WHAT IS NEEDED: Copy the full set of lines exactly as given.

-- Start SUPPLIED ENTRIES --

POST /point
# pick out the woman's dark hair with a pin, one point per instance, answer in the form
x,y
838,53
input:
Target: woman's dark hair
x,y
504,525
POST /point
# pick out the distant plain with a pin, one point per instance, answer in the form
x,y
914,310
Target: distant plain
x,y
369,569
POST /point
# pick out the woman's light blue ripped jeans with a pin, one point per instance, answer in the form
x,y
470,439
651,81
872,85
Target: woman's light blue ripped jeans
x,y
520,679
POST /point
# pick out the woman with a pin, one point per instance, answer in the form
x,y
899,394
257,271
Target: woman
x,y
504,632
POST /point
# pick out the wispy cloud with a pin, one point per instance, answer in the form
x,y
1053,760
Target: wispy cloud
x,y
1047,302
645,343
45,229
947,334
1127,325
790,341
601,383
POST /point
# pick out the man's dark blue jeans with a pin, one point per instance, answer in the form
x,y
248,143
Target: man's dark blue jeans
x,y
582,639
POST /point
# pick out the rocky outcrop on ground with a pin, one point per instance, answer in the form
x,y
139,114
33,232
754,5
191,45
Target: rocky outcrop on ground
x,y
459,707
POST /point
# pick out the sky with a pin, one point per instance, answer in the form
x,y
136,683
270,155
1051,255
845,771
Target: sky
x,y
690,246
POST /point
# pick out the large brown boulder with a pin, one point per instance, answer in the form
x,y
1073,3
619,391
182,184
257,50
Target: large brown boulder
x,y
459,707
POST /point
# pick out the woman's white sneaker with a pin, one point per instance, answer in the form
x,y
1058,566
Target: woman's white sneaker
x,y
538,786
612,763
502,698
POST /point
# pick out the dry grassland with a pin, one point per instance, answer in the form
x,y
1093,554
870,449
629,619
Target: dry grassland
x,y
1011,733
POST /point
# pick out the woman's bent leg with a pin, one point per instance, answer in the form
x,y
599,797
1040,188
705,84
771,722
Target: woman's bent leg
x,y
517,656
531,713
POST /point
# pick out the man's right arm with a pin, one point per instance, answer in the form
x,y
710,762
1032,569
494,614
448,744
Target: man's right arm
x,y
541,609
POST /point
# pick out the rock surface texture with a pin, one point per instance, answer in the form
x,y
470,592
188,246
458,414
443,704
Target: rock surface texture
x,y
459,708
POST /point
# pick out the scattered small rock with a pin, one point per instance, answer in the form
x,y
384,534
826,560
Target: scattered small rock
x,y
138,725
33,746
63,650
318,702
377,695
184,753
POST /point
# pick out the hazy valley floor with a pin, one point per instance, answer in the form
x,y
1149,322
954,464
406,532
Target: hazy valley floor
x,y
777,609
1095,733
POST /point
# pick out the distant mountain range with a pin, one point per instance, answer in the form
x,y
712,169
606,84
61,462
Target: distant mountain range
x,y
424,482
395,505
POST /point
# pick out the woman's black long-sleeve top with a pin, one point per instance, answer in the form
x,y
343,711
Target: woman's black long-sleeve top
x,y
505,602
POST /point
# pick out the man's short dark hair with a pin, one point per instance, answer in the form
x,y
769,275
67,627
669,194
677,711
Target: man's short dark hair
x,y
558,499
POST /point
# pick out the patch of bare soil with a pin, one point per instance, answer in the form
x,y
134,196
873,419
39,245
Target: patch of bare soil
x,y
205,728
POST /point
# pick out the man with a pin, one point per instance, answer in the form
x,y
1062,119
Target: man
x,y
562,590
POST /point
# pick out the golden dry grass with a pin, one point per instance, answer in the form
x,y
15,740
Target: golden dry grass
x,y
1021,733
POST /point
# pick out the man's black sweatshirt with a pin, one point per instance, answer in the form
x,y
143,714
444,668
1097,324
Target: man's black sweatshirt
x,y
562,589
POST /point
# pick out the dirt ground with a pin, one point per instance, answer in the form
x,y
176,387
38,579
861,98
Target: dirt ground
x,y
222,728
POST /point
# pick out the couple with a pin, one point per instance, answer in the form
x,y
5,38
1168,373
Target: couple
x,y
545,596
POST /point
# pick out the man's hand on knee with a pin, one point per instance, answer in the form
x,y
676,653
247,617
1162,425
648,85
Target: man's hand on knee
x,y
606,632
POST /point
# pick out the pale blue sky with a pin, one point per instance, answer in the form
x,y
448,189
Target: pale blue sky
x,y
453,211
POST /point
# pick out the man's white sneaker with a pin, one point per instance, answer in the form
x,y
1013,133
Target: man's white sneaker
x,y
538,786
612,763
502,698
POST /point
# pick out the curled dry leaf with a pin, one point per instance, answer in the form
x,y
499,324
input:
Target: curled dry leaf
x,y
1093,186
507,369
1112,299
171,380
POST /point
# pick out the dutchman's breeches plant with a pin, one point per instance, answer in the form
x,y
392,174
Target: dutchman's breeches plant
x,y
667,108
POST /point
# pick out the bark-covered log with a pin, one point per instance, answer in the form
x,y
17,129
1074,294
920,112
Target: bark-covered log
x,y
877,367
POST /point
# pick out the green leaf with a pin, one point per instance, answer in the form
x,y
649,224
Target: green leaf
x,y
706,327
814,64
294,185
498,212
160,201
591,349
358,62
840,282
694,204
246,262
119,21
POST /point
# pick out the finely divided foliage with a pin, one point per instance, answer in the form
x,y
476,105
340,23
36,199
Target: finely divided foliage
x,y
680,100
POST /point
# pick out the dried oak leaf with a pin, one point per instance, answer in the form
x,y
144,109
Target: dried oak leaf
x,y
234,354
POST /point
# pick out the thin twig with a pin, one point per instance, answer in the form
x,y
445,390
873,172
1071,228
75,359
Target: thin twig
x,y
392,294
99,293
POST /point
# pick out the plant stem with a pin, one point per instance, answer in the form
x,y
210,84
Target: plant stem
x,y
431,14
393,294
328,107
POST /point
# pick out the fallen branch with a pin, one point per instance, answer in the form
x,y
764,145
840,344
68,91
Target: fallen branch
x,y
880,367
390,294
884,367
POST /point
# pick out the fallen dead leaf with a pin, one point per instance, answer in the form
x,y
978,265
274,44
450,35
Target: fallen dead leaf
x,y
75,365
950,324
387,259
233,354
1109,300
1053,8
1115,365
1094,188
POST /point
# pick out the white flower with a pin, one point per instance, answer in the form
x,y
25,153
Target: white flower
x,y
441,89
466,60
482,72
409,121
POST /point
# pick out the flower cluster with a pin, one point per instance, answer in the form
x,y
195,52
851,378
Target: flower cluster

-- End SUPPLIED ENTRIES --

RESULT OF THIS EXERCISE:
POST /point
# pick out the woman's dark hair with a pin, one point per instance, answer in the form
x,y
838,53
input:
Target: woman's dark hair
x,y
504,525
POST /point
# pick out the distant plain with a pin, one point per instance, answer in the form
x,y
914,310
Target: distant plain
x,y
369,569
POST /point
# pick out the woman's light blue ripped jeans with a pin, one point per instance, answer in the form
x,y
470,439
651,81
872,85
Target: woman's light blue ripped jeans
x,y
520,679
POST /point
# pick out the woman with a pin, one point per instance, answer in the form
x,y
899,394
257,271
Target: woman
x,y
504,632
POST /point
# pick out the wispy cloud with a pin, one point per instance, answer in the form
x,y
1053,760
Target: wispy cloud
x,y
1047,302
645,343
45,229
947,334
1127,325
790,341
601,383
POST /point
# pick out the man's dark blue jeans with a pin, one point per instance, answer in the form
x,y
248,143
Target: man's dark blue jeans
x,y
582,639
POST /point
# pick out the rocky outcrop on ground with a pin, one point per instance, answer in the form
x,y
139,114
33,232
754,5
191,45
Target: rocky outcrop on ground
x,y
459,707
POST /point
# pick out the sky with a pin, one point per instance, answer in the form
x,y
136,683
270,155
1051,255
845,771
Target: sky
x,y
690,246
POST /point
# pick out the large brown boulder with a pin, one point per instance, answer in the form
x,y
1073,3
619,391
182,184
257,50
Target: large brown boulder
x,y
459,707
POST /point
# pick out the woman's white sneaker with a pin, one point per instance, answer in the form
x,y
1058,566
Target: woman's white sneaker
x,y
538,786
612,763
502,698
POST /point
# pick out the dry grassland with a pin, one point per instance, answer in the form
x,y
1093,554
870,449
629,619
Target: dry grassland
x,y
1011,733
POST /point
# pick out the woman's bent leg with a pin, one point per instance, answer in the form
x,y
599,797
1040,188
705,84
771,722
Target: woman's bent leg
x,y
517,656
531,713
POST /point
# pick out the man's right arm with a pin, one point per instance, answer in the form
x,y
710,762
1032,569
494,614
448,744
Target: man's right arm
x,y
541,609
POST /point
# pick out the rock surface texture with a pin, one point per instance, answer in the form
x,y
470,592
188,246
458,414
443,704
Target: rock surface texture
x,y
459,708
POST /point
# pick out the scattered small rock with a pin, one point per instance, answer in the form
x,y
384,534
826,560
Target: scattered small rock
x,y
138,725
33,746
63,650
318,702
377,695
184,753
POST /point
# pick out the hazy valley floor with a pin, one point per instance, answer in the form
x,y
1149,322
954,464
406,532
Target: hazy valley floor
x,y
777,609
1095,733
POST /point
# pick out the distant mountain range with a pin, one point per instance, answer in the form
x,y
712,169
606,84
61,462
Target: distant mountain range
x,y
424,482
395,505
POST /point
# pick out the woman's black long-sleeve top with a pin, one point per instance, answer in the form
x,y
343,711
Target: woman's black long-sleeve top
x,y
505,602
POST /point
# pick out the man's short dark hair with a pin, one point per instance, answer in the form
x,y
769,275
67,627
669,194
677,711
Target: man's short dark hair
x,y
558,499
POST /point
# pick out the patch of bare soil with a pin, one point per instance, answer in the form
x,y
134,196
873,419
39,245
Target: patch of bare soil
x,y
205,728
POST /point
# pick out the man with a pin, one point per instance, answer in the form
x,y
1062,119
Target: man
x,y
562,590
POST /point
# pick out the golden dry grass with a pin, one point per instance, answer in the form
x,y
15,740
Target: golden dry grass
x,y
1021,733
POST /point
# pick out the man's black sweatshirt with a pin, one point per instance, answer in the form
x,y
143,714
444,668
1097,324
Target: man's black sweatshirt
x,y
562,589
POST /point
# pick out the dirt ground with a pin, one point per instance, answer in the form
x,y
176,387
38,579
861,98
Target: dirt ground
x,y
222,728
POST /point
# pick out the couple with a pin, one point per instance, answer in the form
x,y
5,38
1168,373
Target: couple
x,y
545,596
POST /point
# pick out the man's hand on knee with a pin, one point per instance, answer in the form
x,y
676,653
247,617
1162,425
648,85
Target: man's hand on knee
x,y
606,632
POST /point
# pick out the pale blue sky with a pin, one point per instance, answer in the form
x,y
448,189
Target: pale blue sky
x,y
453,211
POST /point
# pick out the man's white sneaker with a pin, one point per instance, answer in the form
x,y
1013,133
Target: man's white sneaker
x,y
538,786
612,763
502,698
POST /point
# pick out the curled dry leaf with a pin, one point per instance, answer in the form
x,y
499,324
input:
Target: curled dry leaf
x,y
1093,186
507,369
1112,299
171,380
POST /point
# pick out the dutchman's breeches plant with a pin, one point per instance, answer in the form
x,y
392,174
Target: dutchman's breeches plant
x,y
667,108
POST /point
# pick out the bark-covered log with a pin, one point per instance, answer in the form
x,y
17,129
1074,294
920,112
Target: bark-covered log
x,y
877,367
POST /point
# pick out the green leaf with a pin, one point per instance, answer in the form
x,y
649,224
Target: green leaf
x,y
706,327
814,64
294,185
498,212
160,201
591,349
358,62
840,282
694,204
246,262
119,21
POST /point
# pick out the finely divided foliage with a pin, one point per instance, answer in the form
x,y
476,105
340,23
36,199
Target: finely divided foliage
x,y
680,100
POST /point
# pick out the dried oak leaf with a pin, one point per instance, answer in the form
x,y
144,109
Target: dried oak leaf
x,y
234,354
POST /point
# pick out the thin twig with a pin, one point per instance, answer in the form
x,y
445,390
873,172
1071,228
75,359
Target: thin twig
x,y
392,294
99,293
POST /point
# pick out the plant stem with a pin, one point per instance, answer in the form
x,y
210,84
Target: plant stem
x,y
431,14
393,294
328,107
POST /point
# pick out the fallen branch with a pin, one point per instance, answer in the form
x,y
764,145
840,344
68,91
Target: fallen branch
x,y
880,367
390,294
884,367
POST /point
# pick out the fallen dead leaf with a pin, one point per instance, answer in the form
x,y
978,265
274,44
450,35
Target: fallen dead leaf
x,y
75,365
950,324
387,259
233,354
1109,300
1053,8
1115,365
1094,188
POST /point
# pick out the white flower with a pin, one point per instance, answer in the form
x,y
25,153
Target: white flower
x,y
441,89
466,60
482,72
409,121
POST /point
# pick out the flower cluster with a pin, one point per instance, answer in the form
x,y
195,52
851,378
Target: flower cluster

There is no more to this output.